(Source excerpt):
▬▬▬▬▬▬▬▬▬▬

First, I do appreciate that you’ve reviewed the movie this was, instead of the movie many people wished it was (which I think has colored some of the other reactions). I DO really wish we’d gotten a movie about her joining the Avengers, for example.

I don’t really min Natasha’s death in movie (although I agree with the general trope being overused) as I think she was doing it just as much for Clint’s family and her godchildren as she was for him (as opposed to making a statement that Clint is more ‘worthy’). But I also didn’t really get offended by the reveal that the Red Room sterilized her as part of a way to turn her into a tool as indicating some type of judgment on womanhood either. (Although again, I can see how the reaction to that is colored by other things Whedon has done).

But, I still liked (for the most part) what we got – I actually found the beginning really good and interesting, and maybe would have preferred something more along those lines! More espionage, secret identities etc than another big smash bang battle on a floating fortress thing.  More exploration of this fake family and the ways the lines got blurred.

▬▬▬▬▬▬▬▬▬▬

(Raw data):
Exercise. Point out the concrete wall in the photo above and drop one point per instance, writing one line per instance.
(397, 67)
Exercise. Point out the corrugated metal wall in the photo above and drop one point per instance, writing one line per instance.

▬▬▬▬▬▬▬▬▬▬

(What is asked):
A - In the movie comment, what does the writer say they really wish they had gotten a movie about?
B - Please continue the movie comment from its last sentence.

(Responses by task):
A - A movie about her joining the Avengers.

B -
The Red Room was a really intersesting idea but I’ve also lost track of how many “secret” organizations that are truly ruling the world exist at this point – I think maybe it should have been scaled back just a bit.

I also think Vostokov was maybe a little too easily forgiven, but ah well. The chemistry between all of them was delightful and I do look forward to seeing more of Yelena.

One thing I was a tad confused on regarding the beginning: Had Natahsa and Yelena already been part of the Red Room BEFORE the Ohio assignment?  Natasha seems to remember it, and doesn’t want Yelena sent there, but I wasn’t sure if the idea was that she had already been a part of it (and maybe just didn’t remember or hadn’t started real training yet) or not. Where did they find her otherwise?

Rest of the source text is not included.